• **Task details**: Would you please output the lines of the data below from the one containing "Trace the outline of every instance of the blonde" to the end, exactly and with nothing added?

• **Record extracts**:
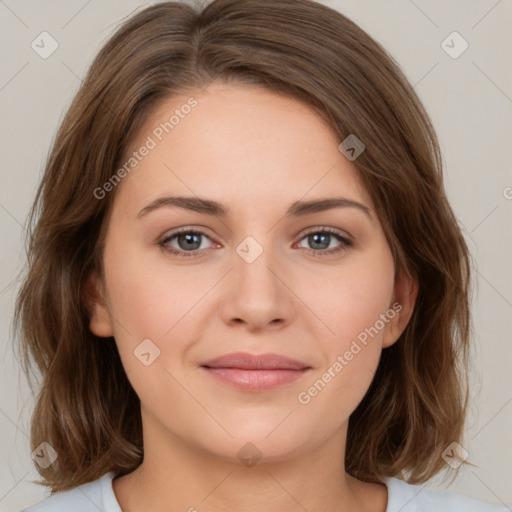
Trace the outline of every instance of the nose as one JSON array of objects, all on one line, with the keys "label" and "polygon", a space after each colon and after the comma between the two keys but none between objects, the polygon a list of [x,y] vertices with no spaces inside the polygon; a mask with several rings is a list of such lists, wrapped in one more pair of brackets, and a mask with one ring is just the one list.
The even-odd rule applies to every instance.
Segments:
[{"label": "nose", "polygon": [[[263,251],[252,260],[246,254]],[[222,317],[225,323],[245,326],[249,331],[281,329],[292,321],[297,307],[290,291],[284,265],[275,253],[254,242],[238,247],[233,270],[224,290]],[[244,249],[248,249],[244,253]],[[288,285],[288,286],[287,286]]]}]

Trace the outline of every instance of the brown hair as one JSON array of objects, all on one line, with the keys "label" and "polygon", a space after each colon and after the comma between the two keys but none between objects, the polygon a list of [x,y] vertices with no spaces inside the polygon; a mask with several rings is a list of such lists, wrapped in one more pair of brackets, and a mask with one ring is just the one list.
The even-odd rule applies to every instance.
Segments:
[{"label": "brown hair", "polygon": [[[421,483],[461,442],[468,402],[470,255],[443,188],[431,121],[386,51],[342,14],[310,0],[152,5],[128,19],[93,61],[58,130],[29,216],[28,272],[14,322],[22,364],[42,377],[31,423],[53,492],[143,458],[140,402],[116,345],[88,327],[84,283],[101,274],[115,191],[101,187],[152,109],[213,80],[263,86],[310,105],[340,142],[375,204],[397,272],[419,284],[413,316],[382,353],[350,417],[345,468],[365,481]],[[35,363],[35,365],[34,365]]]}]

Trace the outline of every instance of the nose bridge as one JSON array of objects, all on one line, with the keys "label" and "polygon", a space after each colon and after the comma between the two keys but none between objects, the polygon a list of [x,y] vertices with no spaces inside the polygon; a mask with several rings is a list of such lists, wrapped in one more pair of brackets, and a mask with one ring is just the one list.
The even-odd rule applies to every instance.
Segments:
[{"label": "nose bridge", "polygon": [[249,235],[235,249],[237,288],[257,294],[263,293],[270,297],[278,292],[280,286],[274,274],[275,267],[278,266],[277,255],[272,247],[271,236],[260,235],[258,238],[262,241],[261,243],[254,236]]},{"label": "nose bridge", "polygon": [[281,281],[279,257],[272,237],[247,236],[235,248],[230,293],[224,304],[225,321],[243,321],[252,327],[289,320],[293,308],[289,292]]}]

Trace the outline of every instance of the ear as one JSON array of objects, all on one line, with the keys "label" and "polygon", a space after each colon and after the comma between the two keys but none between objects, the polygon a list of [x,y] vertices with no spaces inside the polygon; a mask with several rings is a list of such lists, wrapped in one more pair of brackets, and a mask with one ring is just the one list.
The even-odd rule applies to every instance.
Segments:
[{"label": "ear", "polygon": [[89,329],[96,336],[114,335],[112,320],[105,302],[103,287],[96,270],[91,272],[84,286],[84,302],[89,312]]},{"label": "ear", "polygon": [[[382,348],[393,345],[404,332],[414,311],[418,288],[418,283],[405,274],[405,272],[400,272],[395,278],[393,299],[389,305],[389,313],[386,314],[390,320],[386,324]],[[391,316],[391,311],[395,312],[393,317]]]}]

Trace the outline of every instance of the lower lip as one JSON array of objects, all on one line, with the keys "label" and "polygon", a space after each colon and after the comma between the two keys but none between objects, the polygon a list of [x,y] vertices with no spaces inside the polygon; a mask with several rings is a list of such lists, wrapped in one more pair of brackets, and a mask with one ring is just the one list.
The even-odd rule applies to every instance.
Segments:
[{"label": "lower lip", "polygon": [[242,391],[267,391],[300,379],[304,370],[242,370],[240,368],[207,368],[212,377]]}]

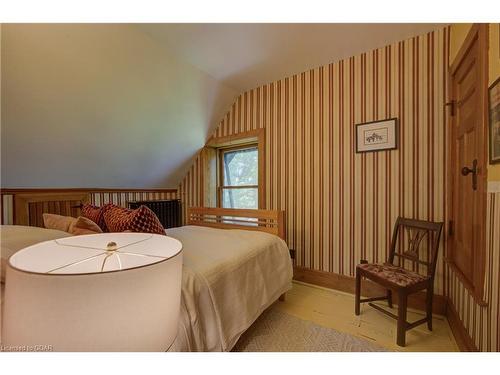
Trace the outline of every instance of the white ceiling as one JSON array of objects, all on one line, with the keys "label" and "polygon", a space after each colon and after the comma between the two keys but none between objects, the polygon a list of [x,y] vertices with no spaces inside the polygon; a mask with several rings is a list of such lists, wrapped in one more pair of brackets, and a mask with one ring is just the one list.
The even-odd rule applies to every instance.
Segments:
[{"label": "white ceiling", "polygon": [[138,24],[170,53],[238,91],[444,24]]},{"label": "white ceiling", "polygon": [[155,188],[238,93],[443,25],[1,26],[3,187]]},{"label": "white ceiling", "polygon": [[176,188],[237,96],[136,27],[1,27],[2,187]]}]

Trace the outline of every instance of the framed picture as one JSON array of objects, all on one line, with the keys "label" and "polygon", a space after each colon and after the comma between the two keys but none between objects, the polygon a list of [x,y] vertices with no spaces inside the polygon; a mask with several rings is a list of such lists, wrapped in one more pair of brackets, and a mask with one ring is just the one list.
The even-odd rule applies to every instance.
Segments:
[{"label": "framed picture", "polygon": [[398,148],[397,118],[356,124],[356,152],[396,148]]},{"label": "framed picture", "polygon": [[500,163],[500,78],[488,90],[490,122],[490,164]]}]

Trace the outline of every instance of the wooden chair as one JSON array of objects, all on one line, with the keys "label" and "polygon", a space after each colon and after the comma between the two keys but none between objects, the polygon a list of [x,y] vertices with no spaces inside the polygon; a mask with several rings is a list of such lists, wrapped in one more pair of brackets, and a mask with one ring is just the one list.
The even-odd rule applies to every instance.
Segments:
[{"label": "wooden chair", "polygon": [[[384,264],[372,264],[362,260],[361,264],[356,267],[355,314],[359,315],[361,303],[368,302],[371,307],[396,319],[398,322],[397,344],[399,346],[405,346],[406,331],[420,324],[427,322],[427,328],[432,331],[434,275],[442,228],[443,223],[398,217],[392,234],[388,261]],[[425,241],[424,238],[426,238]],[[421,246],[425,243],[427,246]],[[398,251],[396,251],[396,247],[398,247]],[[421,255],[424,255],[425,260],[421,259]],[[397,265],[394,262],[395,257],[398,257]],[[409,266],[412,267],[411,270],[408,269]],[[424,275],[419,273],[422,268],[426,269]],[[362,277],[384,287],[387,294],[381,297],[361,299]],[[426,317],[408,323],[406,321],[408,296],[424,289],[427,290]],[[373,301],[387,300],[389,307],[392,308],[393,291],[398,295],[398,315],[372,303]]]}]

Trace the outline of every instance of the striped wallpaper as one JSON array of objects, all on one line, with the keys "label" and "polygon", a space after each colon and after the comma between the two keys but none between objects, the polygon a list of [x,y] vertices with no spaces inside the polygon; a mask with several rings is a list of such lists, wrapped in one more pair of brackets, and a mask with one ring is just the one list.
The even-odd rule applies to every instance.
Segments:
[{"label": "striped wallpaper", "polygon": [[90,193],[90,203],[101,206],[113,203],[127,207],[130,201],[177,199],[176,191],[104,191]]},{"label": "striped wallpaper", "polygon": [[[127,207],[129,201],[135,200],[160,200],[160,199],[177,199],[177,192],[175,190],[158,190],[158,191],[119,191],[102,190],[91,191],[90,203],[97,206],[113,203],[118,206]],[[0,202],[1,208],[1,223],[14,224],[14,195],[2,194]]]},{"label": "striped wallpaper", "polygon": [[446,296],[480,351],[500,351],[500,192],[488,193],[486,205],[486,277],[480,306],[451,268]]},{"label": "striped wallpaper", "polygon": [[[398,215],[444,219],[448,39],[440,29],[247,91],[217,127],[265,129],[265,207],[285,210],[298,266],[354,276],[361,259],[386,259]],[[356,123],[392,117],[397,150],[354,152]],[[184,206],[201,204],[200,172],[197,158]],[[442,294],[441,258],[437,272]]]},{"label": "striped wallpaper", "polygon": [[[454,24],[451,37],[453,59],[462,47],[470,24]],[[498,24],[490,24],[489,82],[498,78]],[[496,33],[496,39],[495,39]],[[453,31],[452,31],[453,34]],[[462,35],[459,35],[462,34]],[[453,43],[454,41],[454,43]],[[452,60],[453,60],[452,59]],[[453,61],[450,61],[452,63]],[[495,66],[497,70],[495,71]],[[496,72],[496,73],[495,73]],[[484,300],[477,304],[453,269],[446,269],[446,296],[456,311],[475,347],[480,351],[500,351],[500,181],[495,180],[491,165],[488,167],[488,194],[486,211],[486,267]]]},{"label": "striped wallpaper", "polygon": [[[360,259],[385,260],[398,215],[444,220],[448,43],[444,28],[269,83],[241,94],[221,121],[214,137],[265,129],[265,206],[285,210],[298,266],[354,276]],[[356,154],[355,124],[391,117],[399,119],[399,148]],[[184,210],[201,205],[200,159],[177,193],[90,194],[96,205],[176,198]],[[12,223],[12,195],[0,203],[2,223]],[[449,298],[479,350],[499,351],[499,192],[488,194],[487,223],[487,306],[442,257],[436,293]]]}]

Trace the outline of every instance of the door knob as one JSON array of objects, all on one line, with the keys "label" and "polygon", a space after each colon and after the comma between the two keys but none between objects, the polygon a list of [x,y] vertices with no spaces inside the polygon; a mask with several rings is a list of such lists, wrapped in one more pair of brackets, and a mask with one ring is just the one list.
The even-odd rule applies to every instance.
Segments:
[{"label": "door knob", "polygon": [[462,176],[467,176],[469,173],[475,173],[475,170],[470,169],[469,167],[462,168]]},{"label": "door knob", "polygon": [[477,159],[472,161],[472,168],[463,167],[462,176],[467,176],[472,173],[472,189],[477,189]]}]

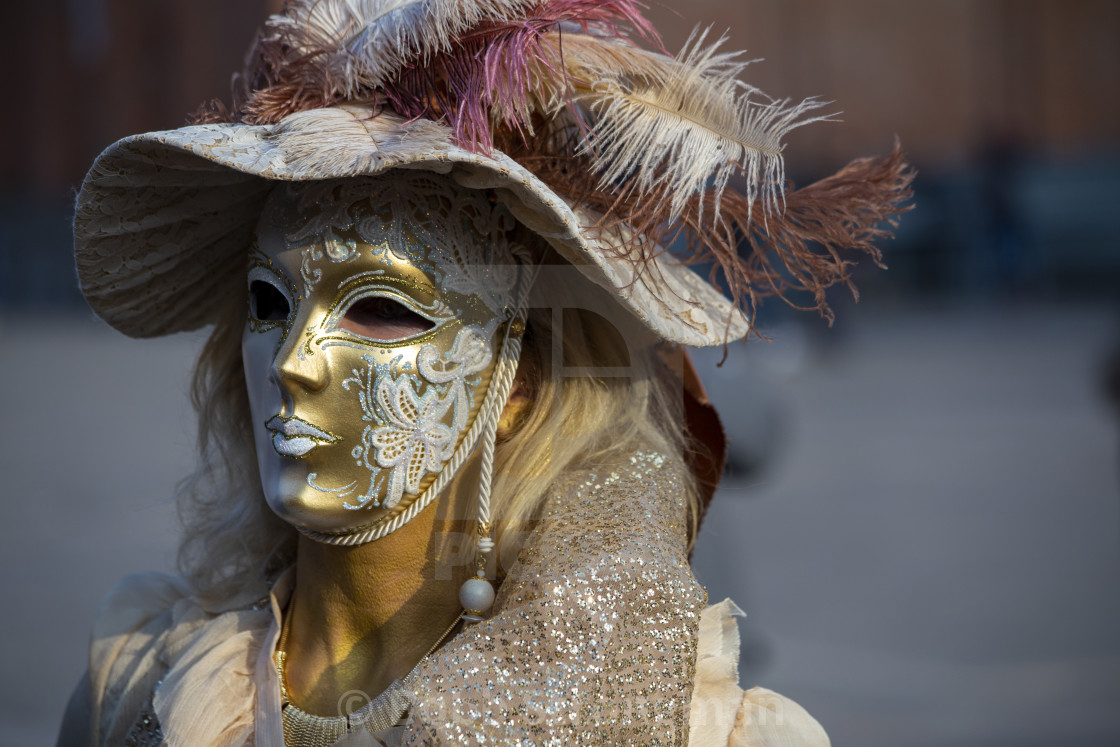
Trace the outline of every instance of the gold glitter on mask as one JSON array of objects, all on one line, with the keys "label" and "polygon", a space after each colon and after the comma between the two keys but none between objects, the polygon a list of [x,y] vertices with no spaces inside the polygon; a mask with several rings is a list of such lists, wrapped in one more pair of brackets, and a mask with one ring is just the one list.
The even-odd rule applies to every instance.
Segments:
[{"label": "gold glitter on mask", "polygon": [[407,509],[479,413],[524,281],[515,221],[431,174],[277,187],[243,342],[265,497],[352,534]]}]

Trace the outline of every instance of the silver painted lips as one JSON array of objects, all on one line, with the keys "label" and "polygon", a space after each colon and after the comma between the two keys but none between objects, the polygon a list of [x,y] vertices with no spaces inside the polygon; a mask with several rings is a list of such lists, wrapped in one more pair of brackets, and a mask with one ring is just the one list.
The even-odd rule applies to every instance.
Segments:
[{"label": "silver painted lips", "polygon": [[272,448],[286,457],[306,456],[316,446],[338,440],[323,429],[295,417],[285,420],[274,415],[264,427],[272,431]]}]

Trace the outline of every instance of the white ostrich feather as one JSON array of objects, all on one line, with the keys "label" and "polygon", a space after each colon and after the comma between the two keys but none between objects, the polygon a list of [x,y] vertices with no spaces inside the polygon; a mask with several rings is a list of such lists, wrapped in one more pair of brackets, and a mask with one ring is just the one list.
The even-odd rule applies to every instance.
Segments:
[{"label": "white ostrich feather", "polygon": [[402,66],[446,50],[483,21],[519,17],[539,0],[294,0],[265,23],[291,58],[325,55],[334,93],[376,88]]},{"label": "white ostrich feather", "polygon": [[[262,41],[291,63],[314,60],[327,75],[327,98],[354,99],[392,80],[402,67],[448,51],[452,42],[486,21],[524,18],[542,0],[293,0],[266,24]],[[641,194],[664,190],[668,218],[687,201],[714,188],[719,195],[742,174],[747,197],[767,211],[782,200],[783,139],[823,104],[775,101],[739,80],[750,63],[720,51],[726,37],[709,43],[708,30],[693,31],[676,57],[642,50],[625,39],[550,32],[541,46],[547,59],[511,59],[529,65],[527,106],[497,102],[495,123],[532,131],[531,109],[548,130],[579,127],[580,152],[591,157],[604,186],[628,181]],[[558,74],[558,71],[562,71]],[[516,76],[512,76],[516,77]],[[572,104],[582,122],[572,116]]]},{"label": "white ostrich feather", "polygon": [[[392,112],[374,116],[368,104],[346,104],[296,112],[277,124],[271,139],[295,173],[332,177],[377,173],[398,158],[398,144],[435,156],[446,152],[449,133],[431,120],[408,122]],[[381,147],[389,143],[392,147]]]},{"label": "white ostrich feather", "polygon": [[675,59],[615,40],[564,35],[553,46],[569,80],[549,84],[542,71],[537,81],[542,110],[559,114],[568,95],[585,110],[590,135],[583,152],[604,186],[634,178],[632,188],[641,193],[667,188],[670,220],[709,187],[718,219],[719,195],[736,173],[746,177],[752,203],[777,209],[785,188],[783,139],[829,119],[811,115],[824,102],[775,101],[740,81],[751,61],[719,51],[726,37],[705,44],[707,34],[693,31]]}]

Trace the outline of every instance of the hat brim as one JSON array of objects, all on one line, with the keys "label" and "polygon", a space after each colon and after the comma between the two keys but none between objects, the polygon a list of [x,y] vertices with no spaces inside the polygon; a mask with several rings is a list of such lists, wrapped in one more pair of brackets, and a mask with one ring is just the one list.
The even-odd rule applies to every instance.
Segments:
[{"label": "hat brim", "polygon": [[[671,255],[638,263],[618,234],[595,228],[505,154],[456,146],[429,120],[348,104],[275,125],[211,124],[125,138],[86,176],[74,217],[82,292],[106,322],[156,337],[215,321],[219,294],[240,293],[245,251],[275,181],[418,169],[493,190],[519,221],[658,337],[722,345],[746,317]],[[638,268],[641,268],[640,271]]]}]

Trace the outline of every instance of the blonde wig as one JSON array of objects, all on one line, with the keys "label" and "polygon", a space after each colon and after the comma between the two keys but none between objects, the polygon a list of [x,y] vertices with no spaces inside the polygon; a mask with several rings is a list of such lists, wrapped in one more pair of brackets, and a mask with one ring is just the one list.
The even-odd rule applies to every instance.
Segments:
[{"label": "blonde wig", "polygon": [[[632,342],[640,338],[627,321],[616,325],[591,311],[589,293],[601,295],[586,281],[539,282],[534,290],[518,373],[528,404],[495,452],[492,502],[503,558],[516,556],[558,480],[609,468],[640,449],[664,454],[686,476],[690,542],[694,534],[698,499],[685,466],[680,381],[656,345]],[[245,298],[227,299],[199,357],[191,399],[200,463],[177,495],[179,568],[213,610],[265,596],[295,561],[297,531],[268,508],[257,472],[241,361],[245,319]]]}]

• **Task result**:
Trace the outline of every instance of the blonde wig as one JSON array of objects, all on one line, with the keys "label" and "polygon", a space after each colon and after the comma between the two keys but none between objects, the polygon a list of [x,y] vertices with no spaces inside the polygon; a mask with several rings is a list of such lists, wrapped in one more pair of brackets, and a mask with one ring is just the one list.
The even-odd rule applies to every instance.
Segments:
[{"label": "blonde wig", "polygon": [[[632,342],[640,338],[627,321],[616,325],[591,311],[589,293],[601,295],[586,281],[539,282],[534,290],[518,373],[528,404],[495,452],[492,502],[503,558],[516,556],[558,480],[609,468],[640,449],[664,454],[686,476],[690,542],[694,534],[698,499],[685,466],[680,381],[656,345]],[[245,298],[227,299],[199,357],[191,399],[200,463],[177,495],[179,568],[213,610],[265,596],[295,561],[297,531],[268,508],[257,472],[241,361],[245,319]]]}]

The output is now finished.